[BEGIN]

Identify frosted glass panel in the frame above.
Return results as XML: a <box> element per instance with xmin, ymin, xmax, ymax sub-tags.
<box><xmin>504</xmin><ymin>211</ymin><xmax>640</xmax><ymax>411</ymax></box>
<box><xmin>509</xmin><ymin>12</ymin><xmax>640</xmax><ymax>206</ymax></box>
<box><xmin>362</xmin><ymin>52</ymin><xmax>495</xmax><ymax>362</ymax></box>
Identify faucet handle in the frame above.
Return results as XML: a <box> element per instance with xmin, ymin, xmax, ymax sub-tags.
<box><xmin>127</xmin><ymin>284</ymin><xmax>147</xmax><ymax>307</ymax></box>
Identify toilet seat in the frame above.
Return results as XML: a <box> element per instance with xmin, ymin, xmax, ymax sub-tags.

[END]

▶ [Task details]
Format the data above as a numbered list, one line per item, leaving out blank lines.

▶ [Solution for this problem]
1. Identify frosted glass panel in the frame above.
2. Return results as XML: a <box> element per instance with xmin, ymin, xmax, ymax sub-tags.
3. <box><xmin>504</xmin><ymin>211</ymin><xmax>640</xmax><ymax>411</ymax></box>
4. <box><xmin>509</xmin><ymin>12</ymin><xmax>640</xmax><ymax>206</ymax></box>
5. <box><xmin>362</xmin><ymin>52</ymin><xmax>495</xmax><ymax>362</ymax></box>
6. Identify faucet handle in the frame above.
7. Return results as XML: a <box> element per instance with xmin, ymin, xmax, ymax sub-tags.
8. <box><xmin>127</xmin><ymin>284</ymin><xmax>147</xmax><ymax>307</ymax></box>
9. Identify toilet seat in the frame above.
10. Return results as XML: a <box> element per instance with xmin, ymin, xmax, ymax sub-tags.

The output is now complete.